• SET EXERCISE
Render every line of all the items below as a numbered list, skipping any blank lines and leaving the pictures out.

• EXERCISE DATA
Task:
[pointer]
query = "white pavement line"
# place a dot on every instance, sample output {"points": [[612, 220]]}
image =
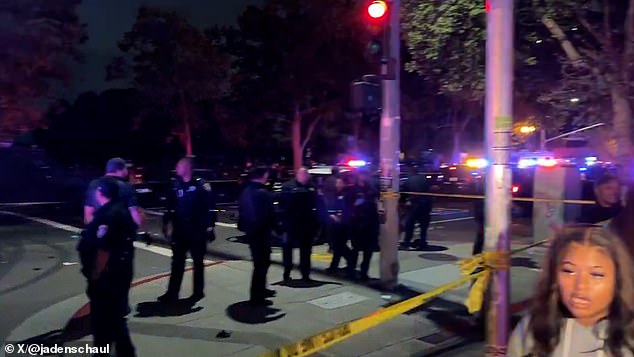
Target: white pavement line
{"points": [[154, 249], [47, 222], [17, 204], [221, 224], [452, 220]]}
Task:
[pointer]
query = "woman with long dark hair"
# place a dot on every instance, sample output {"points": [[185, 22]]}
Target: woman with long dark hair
{"points": [[584, 304], [623, 224]]}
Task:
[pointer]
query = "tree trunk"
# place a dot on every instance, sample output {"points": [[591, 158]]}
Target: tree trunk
{"points": [[455, 152], [622, 112], [296, 136], [186, 125]]}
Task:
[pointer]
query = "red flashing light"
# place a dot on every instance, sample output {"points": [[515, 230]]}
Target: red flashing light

• WRITTEN ANSWER
1. Task:
2. [pointer]
3. query = "white pavement line"
4. # place a dot on every instance, sample output {"points": [[612, 220]]}
5. image =
6. Target: white pavement line
7. {"points": [[154, 249], [47, 222], [17, 204], [221, 224], [452, 220]]}
8. Task:
9. [pointer]
10. query = "woman with long dark hair"
11. # place a dot on every instance, sample output {"points": [[185, 22]]}
12. Target: woman with long dark hair
13. {"points": [[584, 304], [623, 224]]}
14. Task:
15. [pointer]
16. query = "tree trunk"
17. # place a dot on every instance, sample output {"points": [[591, 158]]}
18. Target: tree trunk
19. {"points": [[455, 152], [622, 112], [296, 136], [186, 125]]}
20. Task:
21. [pointer]
22. query = "red flashing light"
23. # place a dot on every instance, sample output {"points": [[515, 230]]}
24. Target: red flashing light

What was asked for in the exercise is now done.